-- TASK DESCRIPTION --
Reproduce the whole of the data exactly.

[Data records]
○ ○ ○

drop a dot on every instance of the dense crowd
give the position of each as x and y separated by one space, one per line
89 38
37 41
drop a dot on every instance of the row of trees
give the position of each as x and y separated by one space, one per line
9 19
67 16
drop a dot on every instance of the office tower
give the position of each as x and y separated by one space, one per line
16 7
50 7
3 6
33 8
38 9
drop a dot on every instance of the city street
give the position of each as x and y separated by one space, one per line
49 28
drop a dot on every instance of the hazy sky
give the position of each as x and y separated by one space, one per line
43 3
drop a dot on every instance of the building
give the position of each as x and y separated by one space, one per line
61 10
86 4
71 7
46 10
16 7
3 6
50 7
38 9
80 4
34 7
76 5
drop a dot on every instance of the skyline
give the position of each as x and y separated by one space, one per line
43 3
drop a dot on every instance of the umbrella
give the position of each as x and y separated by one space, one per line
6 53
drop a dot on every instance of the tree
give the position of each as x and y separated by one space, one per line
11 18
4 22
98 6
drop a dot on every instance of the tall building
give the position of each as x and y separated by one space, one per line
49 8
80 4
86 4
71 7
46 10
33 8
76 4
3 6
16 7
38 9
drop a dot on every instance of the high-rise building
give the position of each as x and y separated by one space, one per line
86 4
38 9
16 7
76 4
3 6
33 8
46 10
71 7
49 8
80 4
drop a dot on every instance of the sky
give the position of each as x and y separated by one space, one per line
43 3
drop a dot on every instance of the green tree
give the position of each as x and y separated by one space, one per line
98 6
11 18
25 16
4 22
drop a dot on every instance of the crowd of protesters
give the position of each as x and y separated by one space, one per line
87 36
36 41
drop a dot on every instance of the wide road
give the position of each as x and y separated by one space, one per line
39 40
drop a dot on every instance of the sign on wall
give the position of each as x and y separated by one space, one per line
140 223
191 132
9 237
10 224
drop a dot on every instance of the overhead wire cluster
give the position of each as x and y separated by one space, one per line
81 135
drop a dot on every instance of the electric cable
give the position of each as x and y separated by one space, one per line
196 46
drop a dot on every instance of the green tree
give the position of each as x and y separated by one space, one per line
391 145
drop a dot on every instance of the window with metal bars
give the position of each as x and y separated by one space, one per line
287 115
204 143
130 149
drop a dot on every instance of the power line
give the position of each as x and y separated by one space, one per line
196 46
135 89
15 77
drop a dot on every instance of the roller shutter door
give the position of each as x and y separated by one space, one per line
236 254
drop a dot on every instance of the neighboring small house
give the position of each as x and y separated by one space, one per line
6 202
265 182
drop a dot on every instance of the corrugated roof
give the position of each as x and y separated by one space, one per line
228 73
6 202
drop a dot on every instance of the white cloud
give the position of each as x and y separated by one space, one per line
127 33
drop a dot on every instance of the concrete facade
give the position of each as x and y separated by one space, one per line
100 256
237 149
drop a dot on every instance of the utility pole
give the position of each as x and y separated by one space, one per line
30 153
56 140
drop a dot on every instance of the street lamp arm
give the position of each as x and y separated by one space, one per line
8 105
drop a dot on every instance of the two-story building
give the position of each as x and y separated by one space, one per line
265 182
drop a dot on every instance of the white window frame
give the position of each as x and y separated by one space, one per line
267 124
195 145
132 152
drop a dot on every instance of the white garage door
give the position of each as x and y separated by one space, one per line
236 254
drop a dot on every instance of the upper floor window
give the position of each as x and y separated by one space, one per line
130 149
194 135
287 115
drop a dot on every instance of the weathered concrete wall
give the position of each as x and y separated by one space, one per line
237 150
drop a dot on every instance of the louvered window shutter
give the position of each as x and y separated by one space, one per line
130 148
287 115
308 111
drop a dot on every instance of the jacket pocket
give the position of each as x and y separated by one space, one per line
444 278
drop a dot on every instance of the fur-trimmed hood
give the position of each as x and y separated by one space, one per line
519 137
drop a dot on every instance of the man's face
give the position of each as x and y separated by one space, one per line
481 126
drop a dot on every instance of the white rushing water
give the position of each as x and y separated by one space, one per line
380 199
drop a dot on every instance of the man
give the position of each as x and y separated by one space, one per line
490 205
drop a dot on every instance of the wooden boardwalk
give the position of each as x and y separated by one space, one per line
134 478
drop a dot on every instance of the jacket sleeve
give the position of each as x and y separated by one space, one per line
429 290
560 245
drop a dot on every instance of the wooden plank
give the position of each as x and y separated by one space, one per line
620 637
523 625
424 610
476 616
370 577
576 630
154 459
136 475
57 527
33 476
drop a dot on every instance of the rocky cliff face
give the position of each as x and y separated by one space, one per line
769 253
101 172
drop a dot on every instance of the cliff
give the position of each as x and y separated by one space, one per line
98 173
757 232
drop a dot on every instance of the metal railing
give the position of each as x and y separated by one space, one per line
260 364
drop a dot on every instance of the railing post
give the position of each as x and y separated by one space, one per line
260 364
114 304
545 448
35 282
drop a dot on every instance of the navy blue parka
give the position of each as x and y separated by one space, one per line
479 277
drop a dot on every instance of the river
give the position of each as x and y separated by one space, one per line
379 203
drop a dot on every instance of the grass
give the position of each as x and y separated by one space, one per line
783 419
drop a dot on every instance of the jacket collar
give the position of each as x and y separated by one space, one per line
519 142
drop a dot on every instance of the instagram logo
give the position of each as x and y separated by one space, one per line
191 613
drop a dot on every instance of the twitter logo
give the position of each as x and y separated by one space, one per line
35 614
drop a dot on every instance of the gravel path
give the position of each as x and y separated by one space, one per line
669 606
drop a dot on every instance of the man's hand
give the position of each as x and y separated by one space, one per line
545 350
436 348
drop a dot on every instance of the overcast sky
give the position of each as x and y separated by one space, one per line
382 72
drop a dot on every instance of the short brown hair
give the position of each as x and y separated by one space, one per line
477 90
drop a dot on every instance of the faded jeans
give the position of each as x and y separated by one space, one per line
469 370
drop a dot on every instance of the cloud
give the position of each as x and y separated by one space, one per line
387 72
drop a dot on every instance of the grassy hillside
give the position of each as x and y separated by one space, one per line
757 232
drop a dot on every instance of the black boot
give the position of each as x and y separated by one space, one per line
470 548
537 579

○ ○ ○

-- EXERCISE OUTPUT --
drop a dot on every instance of the dense crowd
give the position of each as x and y separated by one space, one per line
89 38
37 41
drop a dot on every instance of the row of trees
give the position of each as x and y separated by one space, one per line
9 19
67 16
drop a dot on every instance of the office tower
give the position of each as x and y separated by one space, one per line
16 7
50 7
3 6
33 8
38 9
drop a dot on every instance of the city street
give the position of each as x and y separated by one space, one per line
49 28
drop a dot on every instance of the hazy sky
give the position of each as x and y separated by one space, one per line
43 3
drop a dot on every instance of the building
give the position of each as x and y separated by one space, one per line
61 10
86 4
71 7
46 10
16 7
3 6
50 7
38 9
80 4
34 7
76 5
drop a dot on every instance of the skyline
give the position of each as x and y separated by one space, one per line
43 3
drop a dot on every instance of the umbrella
give the position of each as x and y separated by one space, one per line
6 53
drop a dot on every instance of the tree
give the position of each as x and y separated by one space, one per line
11 18
4 22
98 6
drop a dot on every instance of the tall building
give the position of each as x and y separated by one space, one per line
49 8
80 4
86 4
71 7
46 10
33 8
76 4
3 6
16 7
38 9
drop a dot on every instance of the high-rise building
give the position of each as x and y separated by one space, one per line
86 4
38 9
16 7
76 4
3 6
33 8
46 10
71 7
49 8
80 4
drop a dot on every instance of the sky
give the position of each as x and y separated by one space, one per line
43 3
drop a dot on every instance of the green tree
give the position of each as x and y separated by one space, one per line
98 6
11 18
25 16
4 22
drop a dot on every instance of the crowd of protesters
give the position of each as x and y separated by one space, one per line
87 36
36 41
drop a dot on every instance of the wide road
give the position of each as x and y separated by one space, one per line
39 40
drop a dot on every instance of the sign on wall
give the position of each as x and y separated by one space, one per line
140 223
191 132
9 237
10 224
drop a dot on every instance of the overhead wire cluster
give the position of each as x and y separated by one space, one per line
81 135
drop a dot on every instance of the electric cable
give the position of each as x and y separated by one space, one per line
196 46
drop a dot on every instance of the green tree
give the position of each as x and y separated by one space, one per line
391 145
drop a dot on every instance of the window with metal bars
give the position of each as x and y separated by one space, one per line
287 115
204 143
130 149
drop a dot on every instance of the power line
give the position of each as x and y separated by one space, one per line
196 46
135 89
15 77
drop a dot on every instance of the roller shutter door
give the position of each as x and y separated by one space, one per line
236 254
drop a dot on every instance of the neighboring small house
give the position of each as x and y separated by one space, one per line
6 202
265 182
drop a dot on every instance of the corrugated roof
give the position of each as x and y separated by one space, one per line
228 73
6 202
drop a dot on every instance of the white cloud
give the position of each as x and y separated by one space, one per line
127 33
drop a dot on every instance of the concrete facade
give the position of each as x and y separated by one space, one per line
100 256
237 149
drop a dot on every instance of the utility pole
give the position of each as x and y separated by one space, one per line
30 153
56 140
drop a dot on every instance of the street lamp arm
give the position of each as x and y separated by one space, one per line
8 105
drop a dot on every instance of the two-story building
give the position of each as x and y separated by one space, one per line
265 182
drop a dot on every instance of the white window frame
give the position of each as x and y separated by one space, one per line
267 124
195 145
132 152
drop a dot on every instance of the white garage door
give the position of each as x and y separated by one space, one per line
236 254
drop a dot on every instance of the upper floor window
give the position of each as x and y separated by one space, one per line
130 149
194 135
287 115
drop a dot on every instance of the weathered concrete wall
give the position of each as x and y separated by one space, one per line
237 150
drop a dot on every instance of the louvered window shutter
give the position of each as x and y separated by one space, one per line
130 148
287 115
308 111
drop a dot on every instance of the jacket pocket
give the position of each as x and y separated by one space, one per line
444 278
drop a dot on every instance of the fur-trimmed hood
give the position of each as x and y separated by one space, one per line
519 137
drop a dot on every instance of the man's face
give the position of each as x and y separated by one space, one per line
481 126
drop a dot on every instance of the white rushing water
give the position of each as x and y separated by one space, one per line
380 199
drop a dot on every instance of the man
give the position of each as x and y separated by one space, one per line
490 205
drop a dot on every instance of the wooden boardwalk
give the position of each as x and y separated by one space, one per line
134 478
drop a dot on every instance of the jacket sleeve
give the position of each as x and y separated by one space, one per line
429 290
560 245
drop a dot on every instance of the wooden plank
give the position of each as x and y separated by one space, one per line
620 637
523 625
424 610
476 616
370 577
576 630
154 459
136 475
57 527
33 476
drop a dot on every instance of the rocky cliff face
give the position of each as x and y separated by one space, one per line
769 253
101 172
drop a dot on every instance of the cliff
give the position of each as x and y separated by one space, one per line
98 173
757 232
drop a dot on every instance of the metal railing
give the position of each as x and y separated by one space, one per line
260 364
drop a dot on every instance of the railing post
give the position of each as x and y separated by one space, one per line
260 364
114 304
545 448
35 282
drop a dot on every instance of the navy blue parka
give the position of each as x and y separated by one space, one per line
479 277
drop a dot on every instance of the river
give the position of each as x and y separated by one space, one per line
379 203
drop a dot on every instance of the grass
give the position of each as x and y separated by one space, one per line
783 419
drop a dot on every instance of the jacket collar
give the position of each as x and y separated by one space, one per line
519 142
drop a dot on every instance of the instagram logo
give the position of each as x and y separated by one space, one per line
191 613
drop a dot on every instance of the twitter logo
give the position of each as x and y separated by one space, one per line
35 614
drop a dot on every instance of the gravel path
give the position of each as x and y separated by one space, one per line
669 606
drop a dot on every instance of the man's hand
give the position of each as x and y separated by one space, one per line
545 350
436 348
drop a dot on every instance of the overcast sky
give the position of each as x and y separated by one space, one per line
382 72
drop a dot on every instance of the short brown hair
give the position of each as x and y separated by one space, one per line
477 90
drop a dot on every instance of the faded jeans
give the position of each as x and y separated by one space, one per line
469 370
drop a dot on every instance of the cloud
give the position of each as x and y separated by one space, one per line
387 72
drop a dot on every instance of the grassy hillside
give the position of each as x and y separated by one space, one per line
757 232
drop a dot on every instance of the black boot
give the position of each as x and y separated by one space, one per line
470 548
537 579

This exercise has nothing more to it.